_Trecho selecionado_
Em Drummond & Filho, D’Ambrosio fala de um homem que foi abandonado pela mulher e vive com seu filho esquizofrênico de 25 anos de idade. No início do conto achamos que o filho é apenas um incapaz, um preguiçoso contumaz que se recusa a fazer qualquer coisa. À medida que conhecemos um pouco mais de Drummond, o pai, vemos que o homem carrega um peso enorme nas costas: a culpa pelo filho, a dor da separação da mulher que tenta ser encoberta por um sentimento de compaixão pela situação dela (“Ela tinha que fazer isso mesmo”) e a idéia de ter que mandar o filho para uma instituição especializada para poder se ver livre do fardo. D’Ambrosio, que tem um irmão esquizofrênico, sabe do que fala e transmite com maestria todo o peso que Drummond tem sobre os ombros.
Apesar dos temas áridos, D’Ambrosio não lança mão de virtuosismo para escrever. Sua linguagem é curta e precisa, ao estilo do realismo já inaugurado por Ernest Hemingway, e a tradução de Dóris Fleury ajuda ao manter o estilo do autor. Em uma comparação com A ponta, seu livro de estréia escrito onze anos antes deste, o autor está ainda mais preciso e cirúrgico. Há um controle absoluto do que se diz, talvez até excessivo. Isso porque todos os contos terminam com um certo mistério, com uma ponta aberta deixada para o leitor concluir depois. No entanto, os personagens ficam contidos pela virtuose de D’Ambrosio e não dão vazão completa à sua loucura, são vulcões prestes a explodir, mas que não explodem.
Os personagens esquisitos são a tônica. Tem o órfão que cresce em um orfanato pois o pai tornou-se incapaz após o acidente que matou a mãe. Tem o roteirista de Hollywood, rico e famoso, internado em uma clínica psiquiátrica, e que inicia um relacionamento com uma mulher que cria cicatrizes com o fogo em seu próprio corpo. Tem o homem que é casado com uma atriz e perdoa as traições dela sem nem saber por quê. Talvez o mais sensato de todos é o que rouba as cinzas do avô recém-falecido e inicia uma viagem na direção do mar para encontrar um lugar onde jogá-las. Esse lugar, segundo ele, será descoberto na base do feeling, pois seu avô não falou nada sobre a própria morte. Mas não podemos esquecer da trupe que faz parte do conto que dá nome ao livro, um grupo de desajustados que se reúne para gravar um filme pornô ilegal (lá nos EUA, isso significa não sindicalizado). Todos, de alguma maneira, têm algum desvio na personalidade, o que torna o encontro dos desajustados quase um convescote entre amigos. Mas sente-se o desconforto de todos na pele, a cada frase.

_Instruções do exercício_
A. Reescreva em forma de lista o parágrafo do trecho selecionado que começa com "Apesar dos temas áridos", preservando suas informações principais.
B. Enumere todas as pessoas e personagens que o trecho selecionado menciona pelo nome.
C. Responda, com base no trecho selecionado, às perguntas abaixo:
(i) Que idade tem o filho de Drummond?
(ii) Quantos anos antes deste livro foi escrito A ponta?
(iii) Segundo o trecho, o que significa nos EUA que o filme pornô é ilegal?

_Dados fornecidos_
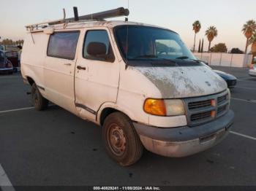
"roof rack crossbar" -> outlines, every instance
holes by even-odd
[[[76,10],[77,11],[77,10]],[[65,9],[63,9],[64,18],[56,20],[53,20],[50,22],[39,23],[32,25],[26,26],[26,28],[29,30],[33,31],[34,29],[42,29],[48,26],[61,24],[61,23],[68,23],[73,22],[86,22],[86,21],[100,21],[105,20],[106,18],[116,17],[121,16],[128,16],[129,14],[128,9],[124,9],[124,7],[119,7],[115,9],[107,10],[104,12],[97,12],[94,14],[86,15],[78,17],[78,20],[76,20],[77,17],[66,18]]]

_Respostas em ordem_
A.
- Apesar dos temas áridos, D'Ambrosio não recorre ao virtuosismo ao escrever.
- Sua linguagem é curta e precisa, no estilo realista já inaugurado por Ernest Hemingway. A tradução de Dóris Fleury mantém esse estilo.
- Em comparação com A ponta, seu livro de estreia, escrito onze anos antes, o autor está ainda mais preciso e cirúrgico.
- Há um controle absoluto, talvez excessivo, do que se diz. Todos os contos terminam com certo mistério, deixando uma ponta aberta para o leitor concluir.
- Os personagens ficam contidos e não dão vazão completa à sua loucura: são vulcões prestes a explodir que não explodem.

B.
- D'Ambrosio
- Drummond
- Ernest Hemingway
- Dóris Fleury

C.
(i) 25 anos.
(ii) Onze anos antes.
(iii) Significa que o filme não é sindicalizado.